ノラという存在が・・・なんでああいうふうに仕立て上げたのか、それもよく理解できませんでした。
最後、よく理解できないままに、ぐっときてしまって、雰囲気で見せるような作品でもないのに・・・と最後の最後のエンドロール前まで、よく理解できませんでした
(_ _)
裁判は事件を解決する場ではないということ
実際にフランスで起きた「ヴィギエ事件 」をモデルとして、一部キャラクターや演出としてフィクション要素を散りばめた作品ではあるのだが、そもそもの事件というが、未だに解決されておらず、真犯人どころか遺体も発見されていないため、極端なことを言えば生きているかもしれないし、拉致などの他の事件に巻き込まれた可能性などもある。そんな失踪や行方不明事件というのがフランスでは、年間に数千単位で発生しており、これは日本や他の国でも同じである。
どこかで誰かが急にいなくなるという事件は、今もどこかで起き続けている状況で、不十分な証拠の中で犯人として疑われてしまった夫のジャック。当時、妻とは家庭内別居状態で、妻には愛人がいて、たびたび口論になったりもしていた。ジャックに良い印象をもっていなかった、妻側の親族や、愛人だった男、ベビーシッターなどがジャックを犯人と決めつけ、むしろそうあって欲しいと思っていたこともあり、ジャックが容疑者として捕まってしまい、裁判にかけられたという一連の流れから10年が経過していて、無罪判決は一旦出たのだが、また裁判が続き、どうなるかわからないという舞台設定がまたひとつの今作の味となっている。
死んでいるかもわからない状況ではあるのだが、ジャックは法学部教授であり、以前講義の中で「完全犯罪は可能だ」と言ったことが、マスコミなどに漏れ、情報が拡散することで一気に犯人扱いとなってしまう。
マスコミの決めつけて偏った報道、警察のあくまで仕事としての事態処理によって冤罪というのは起きてしまうわけだが、のちに裁判で無罪になったとしても、そういった報道をされたという事実は残ってしまうし、事件が解決されていない以上は、「犯人かもしれない」というものが一生付きまとう。
裁判で事務的に無罪となることは、この事件にとってはジャックとその家族たちにとって、冤罪状態が続くことと、あまり変化がない...それでは、本人や家族が可哀そうと立ち上がったのが今作のシングルマザーのノラである。
新しい弁護士に協力するかたちで、犯人を見つけ出してやろうという「正義感」があったのかもしれないが、この時点でノラはジャック側に肩入れをしてしまっていて、中立的な判断ができない。

## 作業内容
**A.** 上の本文抜粋によると、ジャックが以前の講義で述べ、のちにマスコミなどに漏れた発言は何か。
**B.** 上の本文抜粋から、「どこかで誰かが急にいなくなる」で始まり「とつの今作の味となっている。」までの部分を一字一句そのまま書き写すこと。

## 点アノテーションセットのレコード
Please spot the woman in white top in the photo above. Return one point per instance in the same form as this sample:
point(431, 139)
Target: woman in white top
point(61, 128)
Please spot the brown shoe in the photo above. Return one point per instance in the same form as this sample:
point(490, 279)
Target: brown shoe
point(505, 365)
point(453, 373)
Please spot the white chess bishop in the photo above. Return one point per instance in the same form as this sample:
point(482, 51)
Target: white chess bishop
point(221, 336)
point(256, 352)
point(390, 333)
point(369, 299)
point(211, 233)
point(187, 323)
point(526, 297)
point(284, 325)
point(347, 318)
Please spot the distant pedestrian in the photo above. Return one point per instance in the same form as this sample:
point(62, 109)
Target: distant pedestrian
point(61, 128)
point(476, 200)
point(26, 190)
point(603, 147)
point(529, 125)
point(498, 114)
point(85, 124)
---
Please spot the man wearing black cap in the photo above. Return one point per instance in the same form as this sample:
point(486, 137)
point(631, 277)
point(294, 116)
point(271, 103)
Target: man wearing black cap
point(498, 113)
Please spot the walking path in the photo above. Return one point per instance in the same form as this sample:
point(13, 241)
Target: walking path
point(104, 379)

## 解答
**A.** 「完全犯罪は可能だ」

**B.**
どこかで誰かが急にいなくなるという事件は、今もどこかで起き続けている状況で、不十分な証拠の中で犯人として疑われてしまった夫のジャック。当時、妻とは家庭内別居状態で、妻には愛人がいて、たびたび口論になったりもしていた。ジャックに良い印象をもっていなかった、妻側の親族や、愛人だった男、ベビーシッターなどがジャックを犯人と決めつけ、むしろそうあって欲しいと思っていたこともあり、ジャックが容疑者として捕まってしまい、裁判にかけられたという一連の流れから10年が経過していて、無罪判決は一旦出たのだが、また裁判が続き、どうなるかわからないという舞台設定がまたひとつの今作の味となっている。